Directions:
Render every entry exactly as it appears.

[Begin]

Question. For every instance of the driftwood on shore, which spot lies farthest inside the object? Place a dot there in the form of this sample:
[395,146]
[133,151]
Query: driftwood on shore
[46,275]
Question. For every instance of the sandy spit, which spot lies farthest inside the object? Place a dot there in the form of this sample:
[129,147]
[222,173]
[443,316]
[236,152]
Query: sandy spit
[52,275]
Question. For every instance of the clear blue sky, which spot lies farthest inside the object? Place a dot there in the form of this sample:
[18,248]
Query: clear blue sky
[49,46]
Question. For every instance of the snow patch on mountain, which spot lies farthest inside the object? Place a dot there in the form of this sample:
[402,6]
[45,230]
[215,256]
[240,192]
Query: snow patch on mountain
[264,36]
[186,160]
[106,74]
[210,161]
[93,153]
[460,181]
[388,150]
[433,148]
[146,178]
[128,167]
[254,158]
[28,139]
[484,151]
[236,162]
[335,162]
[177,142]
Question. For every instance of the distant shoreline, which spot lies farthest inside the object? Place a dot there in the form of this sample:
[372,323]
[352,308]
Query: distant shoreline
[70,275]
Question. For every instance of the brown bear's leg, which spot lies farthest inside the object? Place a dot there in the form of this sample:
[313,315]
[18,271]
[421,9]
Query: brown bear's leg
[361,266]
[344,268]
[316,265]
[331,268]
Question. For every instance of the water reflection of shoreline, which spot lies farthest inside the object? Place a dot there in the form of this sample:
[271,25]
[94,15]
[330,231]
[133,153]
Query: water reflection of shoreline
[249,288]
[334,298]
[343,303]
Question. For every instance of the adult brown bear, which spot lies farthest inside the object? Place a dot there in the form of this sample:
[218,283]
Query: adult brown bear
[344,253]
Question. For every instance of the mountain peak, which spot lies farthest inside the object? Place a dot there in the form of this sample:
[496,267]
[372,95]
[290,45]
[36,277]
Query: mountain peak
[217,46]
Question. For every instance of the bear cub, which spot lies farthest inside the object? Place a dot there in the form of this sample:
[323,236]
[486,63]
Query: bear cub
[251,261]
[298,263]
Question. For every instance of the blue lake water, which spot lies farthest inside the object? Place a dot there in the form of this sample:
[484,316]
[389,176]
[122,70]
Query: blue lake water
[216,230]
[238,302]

[End]

Result:
Question. For every instance of the driftwood on shore, which spot lies farthest inside the object? Place a dot there in the form of this sample:
[395,146]
[133,151]
Query: driftwood on shore
[46,275]
Question. For every instance of the sandy spit, which spot lies farthest inside the object? Place a dot there in the form of this sample:
[129,147]
[222,173]
[443,316]
[236,152]
Query: sandy spit
[52,275]
Question. For every instance of the clear blue sky, which spot lies farthest inside the object? Place a dot there in the form of this sample:
[18,248]
Query: clear blue sky
[49,46]
Question. For every instance of the snow patch on mountain, which spot lies farthest inside the object? Place a dot there in the form of this sample:
[402,6]
[45,230]
[215,256]
[240,192]
Query: snow patch on mountain
[264,36]
[186,160]
[106,74]
[210,161]
[93,153]
[460,181]
[388,150]
[433,148]
[146,178]
[128,167]
[254,158]
[28,139]
[484,151]
[236,162]
[335,162]
[177,142]
Question. For every instance of the distant shoreline, which spot lies farthest inside the object? Place a dot there in the form of this sample:
[372,323]
[352,308]
Query: distant shoreline
[70,275]
Question. For every instance of the brown bear's leg, which spot lies farthest inside the object? Place a dot there in the form of this sample:
[313,315]
[18,271]
[421,9]
Query: brown bear's leg
[361,266]
[344,268]
[316,265]
[331,268]
Question. For every instance of the water reflection of shoreline, which spot lies farthest inside the object? Place a dot there in the form of this sample:
[271,25]
[94,15]
[330,231]
[133,153]
Query: water reflection of shoreline
[249,288]
[334,298]
[343,303]
Question. For every instance of the adult brown bear, which spot lies farthest inside the object? Place a dot there in the form of this sample:
[218,283]
Query: adult brown bear
[344,253]
Question. For every instance of the mountain peak, which spot lies farthest inside the object? Place a dot there in the form of this sample:
[496,267]
[372,95]
[290,45]
[36,277]
Query: mountain peak
[217,46]
Question. For every instance of the bear cub, which spot lies farthest inside the object? Place a dot there in the form of this sample:
[323,236]
[486,63]
Query: bear cub
[251,261]
[298,263]
Question. For every instance of the blue lake water, which spot lies farthest inside the object? Place a dot there in the form of this sample:
[484,316]
[389,176]
[122,70]
Query: blue lake water
[216,230]
[238,302]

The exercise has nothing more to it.